**WRITTEN EXERCISE**: Reproduce, word for word, only the stretch of the data from the line containing "Expected: one point per instance of the meadow, each" through the end of the data.

(Saved data entries)
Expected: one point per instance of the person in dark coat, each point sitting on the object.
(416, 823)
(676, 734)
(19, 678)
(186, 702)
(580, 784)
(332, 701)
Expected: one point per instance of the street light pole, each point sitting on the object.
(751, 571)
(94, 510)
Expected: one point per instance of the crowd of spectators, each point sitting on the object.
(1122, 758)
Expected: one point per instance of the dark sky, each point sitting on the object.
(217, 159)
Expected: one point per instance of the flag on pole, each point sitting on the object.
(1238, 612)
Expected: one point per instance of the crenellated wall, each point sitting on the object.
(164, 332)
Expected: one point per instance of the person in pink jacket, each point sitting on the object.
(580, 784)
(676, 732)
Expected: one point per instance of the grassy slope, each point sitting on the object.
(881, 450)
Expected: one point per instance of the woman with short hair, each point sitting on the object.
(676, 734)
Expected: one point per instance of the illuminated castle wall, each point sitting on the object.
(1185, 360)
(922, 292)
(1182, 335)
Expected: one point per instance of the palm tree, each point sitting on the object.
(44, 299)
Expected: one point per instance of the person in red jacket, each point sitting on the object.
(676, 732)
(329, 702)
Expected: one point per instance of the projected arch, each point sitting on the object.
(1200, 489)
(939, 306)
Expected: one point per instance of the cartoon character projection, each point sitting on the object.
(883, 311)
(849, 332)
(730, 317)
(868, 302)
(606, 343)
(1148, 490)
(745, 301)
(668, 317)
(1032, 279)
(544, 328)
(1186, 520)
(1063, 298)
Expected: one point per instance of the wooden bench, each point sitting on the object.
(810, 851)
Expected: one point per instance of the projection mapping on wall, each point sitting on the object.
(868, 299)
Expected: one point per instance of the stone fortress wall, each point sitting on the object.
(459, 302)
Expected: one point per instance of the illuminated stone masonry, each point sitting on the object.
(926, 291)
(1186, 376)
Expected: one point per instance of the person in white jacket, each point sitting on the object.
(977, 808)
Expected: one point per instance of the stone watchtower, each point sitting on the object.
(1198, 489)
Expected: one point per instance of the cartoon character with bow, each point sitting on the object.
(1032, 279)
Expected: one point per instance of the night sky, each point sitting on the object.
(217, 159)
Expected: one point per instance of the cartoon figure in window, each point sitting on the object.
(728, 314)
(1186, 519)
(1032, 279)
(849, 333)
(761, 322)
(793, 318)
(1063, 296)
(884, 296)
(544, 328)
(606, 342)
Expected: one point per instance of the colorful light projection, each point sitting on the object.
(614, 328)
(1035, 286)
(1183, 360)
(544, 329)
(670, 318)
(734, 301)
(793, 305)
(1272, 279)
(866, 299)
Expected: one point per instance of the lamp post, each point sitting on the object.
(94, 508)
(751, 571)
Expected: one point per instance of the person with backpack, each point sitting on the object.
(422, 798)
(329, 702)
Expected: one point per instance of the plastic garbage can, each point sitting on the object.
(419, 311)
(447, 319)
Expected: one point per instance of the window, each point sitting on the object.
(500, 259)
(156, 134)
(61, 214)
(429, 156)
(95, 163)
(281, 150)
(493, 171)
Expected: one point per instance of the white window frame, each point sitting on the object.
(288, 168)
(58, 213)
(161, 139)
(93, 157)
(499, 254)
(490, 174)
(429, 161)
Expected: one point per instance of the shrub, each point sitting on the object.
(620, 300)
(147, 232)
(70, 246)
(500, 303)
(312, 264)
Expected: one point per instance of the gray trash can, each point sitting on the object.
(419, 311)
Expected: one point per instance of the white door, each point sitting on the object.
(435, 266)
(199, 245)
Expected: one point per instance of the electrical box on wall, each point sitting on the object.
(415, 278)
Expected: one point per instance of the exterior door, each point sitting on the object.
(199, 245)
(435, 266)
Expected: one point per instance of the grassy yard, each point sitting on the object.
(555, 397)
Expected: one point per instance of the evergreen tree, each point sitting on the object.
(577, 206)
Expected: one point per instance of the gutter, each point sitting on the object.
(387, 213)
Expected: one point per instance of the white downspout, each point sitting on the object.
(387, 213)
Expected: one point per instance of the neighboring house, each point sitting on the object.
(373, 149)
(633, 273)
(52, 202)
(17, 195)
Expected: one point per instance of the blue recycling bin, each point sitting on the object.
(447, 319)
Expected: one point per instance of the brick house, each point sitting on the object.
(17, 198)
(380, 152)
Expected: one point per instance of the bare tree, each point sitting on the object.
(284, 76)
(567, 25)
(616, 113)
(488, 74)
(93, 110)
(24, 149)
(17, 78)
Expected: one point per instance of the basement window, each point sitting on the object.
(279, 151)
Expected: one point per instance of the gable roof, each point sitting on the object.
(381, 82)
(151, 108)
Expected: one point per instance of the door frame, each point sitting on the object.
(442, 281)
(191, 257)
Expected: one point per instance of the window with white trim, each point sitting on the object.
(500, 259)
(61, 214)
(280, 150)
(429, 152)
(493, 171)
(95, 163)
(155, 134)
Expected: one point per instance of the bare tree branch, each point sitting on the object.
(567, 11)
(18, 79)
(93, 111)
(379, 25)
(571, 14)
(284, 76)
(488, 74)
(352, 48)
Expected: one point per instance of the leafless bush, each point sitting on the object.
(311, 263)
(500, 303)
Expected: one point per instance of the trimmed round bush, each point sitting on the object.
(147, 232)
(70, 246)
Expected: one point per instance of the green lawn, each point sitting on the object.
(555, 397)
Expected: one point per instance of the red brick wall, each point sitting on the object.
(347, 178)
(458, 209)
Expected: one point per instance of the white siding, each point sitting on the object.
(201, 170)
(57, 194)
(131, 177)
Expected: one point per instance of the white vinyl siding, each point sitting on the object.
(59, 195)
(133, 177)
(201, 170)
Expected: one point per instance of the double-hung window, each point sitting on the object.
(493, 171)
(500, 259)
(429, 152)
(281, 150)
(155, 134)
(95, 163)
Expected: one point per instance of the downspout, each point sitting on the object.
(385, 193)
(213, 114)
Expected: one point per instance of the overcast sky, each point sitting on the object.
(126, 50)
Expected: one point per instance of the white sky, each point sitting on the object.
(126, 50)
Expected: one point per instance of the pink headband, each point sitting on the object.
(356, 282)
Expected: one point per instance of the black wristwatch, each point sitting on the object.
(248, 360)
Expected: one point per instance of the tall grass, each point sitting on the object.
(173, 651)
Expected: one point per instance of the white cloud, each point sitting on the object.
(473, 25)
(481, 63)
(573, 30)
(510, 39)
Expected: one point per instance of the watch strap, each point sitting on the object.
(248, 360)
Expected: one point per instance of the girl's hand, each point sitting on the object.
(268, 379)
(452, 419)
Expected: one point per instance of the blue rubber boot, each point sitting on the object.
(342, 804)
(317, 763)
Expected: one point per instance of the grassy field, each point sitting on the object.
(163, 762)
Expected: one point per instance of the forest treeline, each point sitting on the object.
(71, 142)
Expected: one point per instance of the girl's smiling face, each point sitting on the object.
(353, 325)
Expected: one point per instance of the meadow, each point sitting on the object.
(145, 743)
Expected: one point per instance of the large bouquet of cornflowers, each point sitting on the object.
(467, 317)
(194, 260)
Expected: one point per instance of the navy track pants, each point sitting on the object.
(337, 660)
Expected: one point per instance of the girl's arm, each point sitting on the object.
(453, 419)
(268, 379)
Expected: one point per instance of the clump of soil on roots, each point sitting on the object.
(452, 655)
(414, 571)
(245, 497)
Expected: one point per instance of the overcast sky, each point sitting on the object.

**REPLY**:
Expected: one point per instance of the meadow, each point sitting on the object.
(145, 743)
Expected: one point per instance of the large bouquet of cornflowers, each point sitting on the object.
(467, 317)
(194, 260)
Expected: one point per instance of the navy track pants, each point sitting on the object.
(337, 660)
Expected: one point per instance of the girl's arm, each point sitting on the object.
(453, 419)
(268, 379)
Expected: one point per instance of the clump of soil on roots, each point sitting on the object.
(452, 655)
(414, 571)
(245, 497)
Expected: one point per instance of the overcast sky, each point sitting on the object.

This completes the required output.